***** Stored data

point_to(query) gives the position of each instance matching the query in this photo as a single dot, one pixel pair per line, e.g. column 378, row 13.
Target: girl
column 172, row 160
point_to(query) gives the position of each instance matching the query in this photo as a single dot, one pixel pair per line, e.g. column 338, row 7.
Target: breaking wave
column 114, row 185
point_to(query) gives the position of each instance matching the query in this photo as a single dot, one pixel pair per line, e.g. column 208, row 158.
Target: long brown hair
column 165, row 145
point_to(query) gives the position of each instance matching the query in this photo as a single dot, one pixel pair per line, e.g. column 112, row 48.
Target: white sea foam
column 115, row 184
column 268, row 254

**********

Can you return all of the records above, reproduced word for word and kept in their original order?

point_to(query) gives the position of each instance matching the query in this photo as a single dot, one pixel pair per line, e.g. column 378, row 13.
Target: girl
column 172, row 160
point_to(query) gives the position of each instance matching the query in this photo as a single dot, one pixel pair per line, e.g. column 338, row 7.
Target: breaking wave
column 114, row 185
point_to(query) gives the position of each instance matching the query in this photo as a single dot, one pixel pair per line, e.g. column 208, row 158.
Target: long brown hair
column 165, row 145
point_to(query) gives the position of each instance matching the query in this photo as a single dot, one pixel pair per line, e.g. column 112, row 48.
Target: white sea foam
column 115, row 184
column 268, row 254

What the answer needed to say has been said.